### [Data listing]
━━━━

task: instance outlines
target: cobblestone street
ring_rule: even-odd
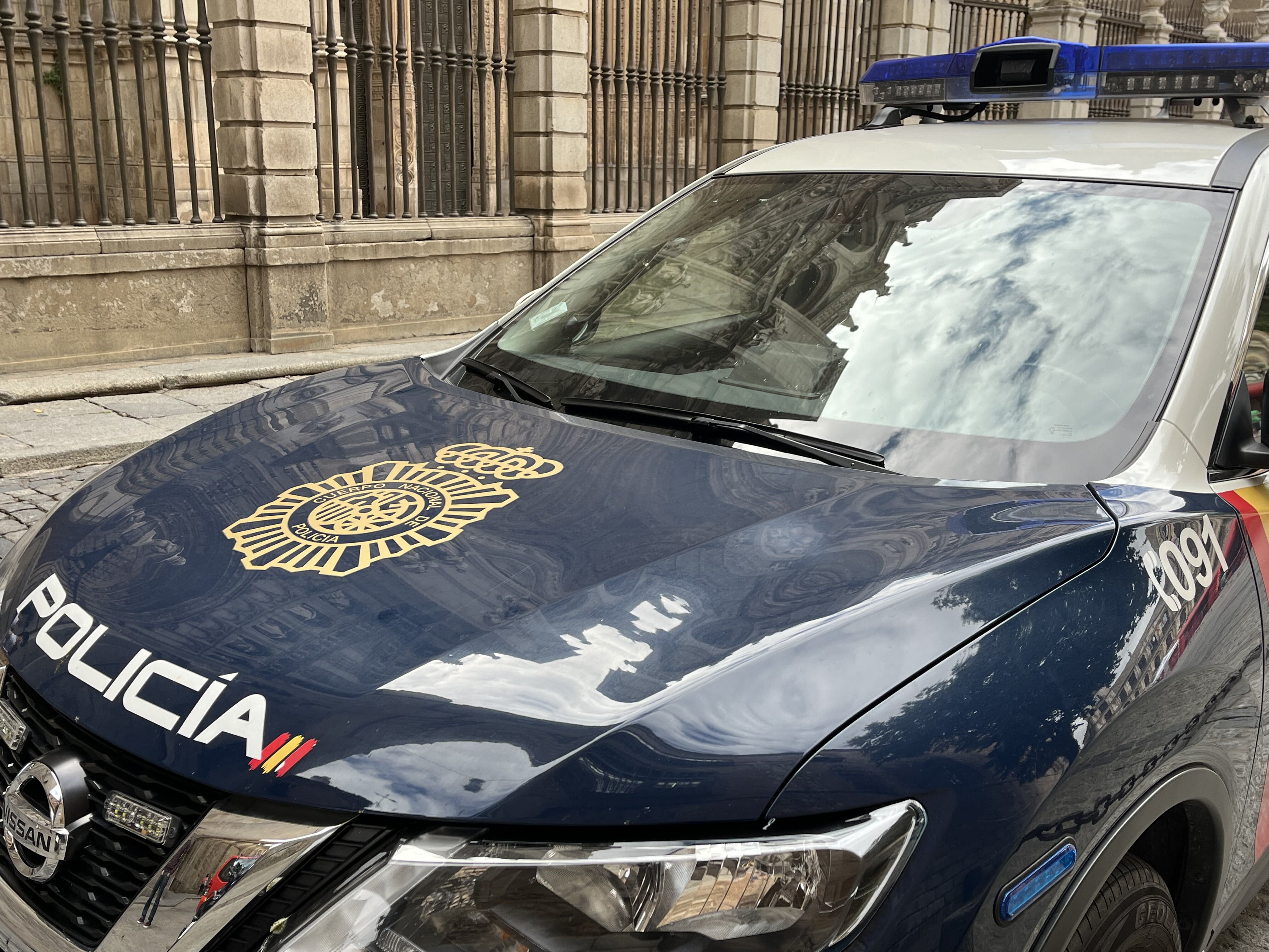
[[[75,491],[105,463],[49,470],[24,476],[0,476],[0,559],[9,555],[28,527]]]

━━━━

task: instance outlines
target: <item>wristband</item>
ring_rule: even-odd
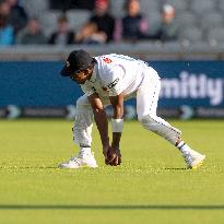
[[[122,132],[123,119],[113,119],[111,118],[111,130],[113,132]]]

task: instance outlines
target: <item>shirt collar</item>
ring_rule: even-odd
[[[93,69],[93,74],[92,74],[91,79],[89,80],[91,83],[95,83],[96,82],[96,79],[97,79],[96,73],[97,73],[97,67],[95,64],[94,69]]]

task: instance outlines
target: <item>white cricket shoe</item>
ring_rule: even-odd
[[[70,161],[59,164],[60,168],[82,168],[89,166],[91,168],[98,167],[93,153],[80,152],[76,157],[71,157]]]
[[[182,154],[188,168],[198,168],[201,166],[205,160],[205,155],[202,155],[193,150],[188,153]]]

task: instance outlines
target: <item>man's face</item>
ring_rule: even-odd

━━━━

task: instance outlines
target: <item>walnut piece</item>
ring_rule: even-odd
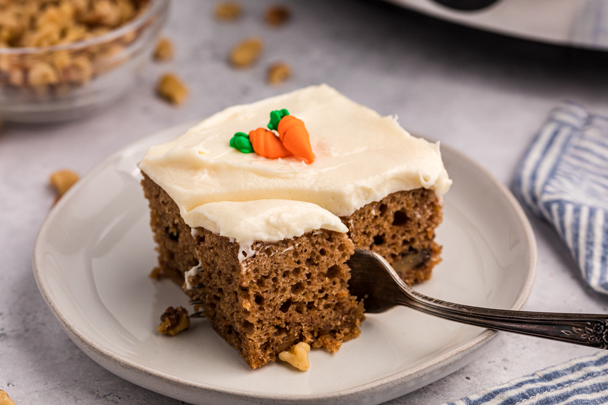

━━━━

### [Exercise task]
State how many lines in the listing above contain the string "item" with case taken into account. Respond with that number alone.

### [Reply]
5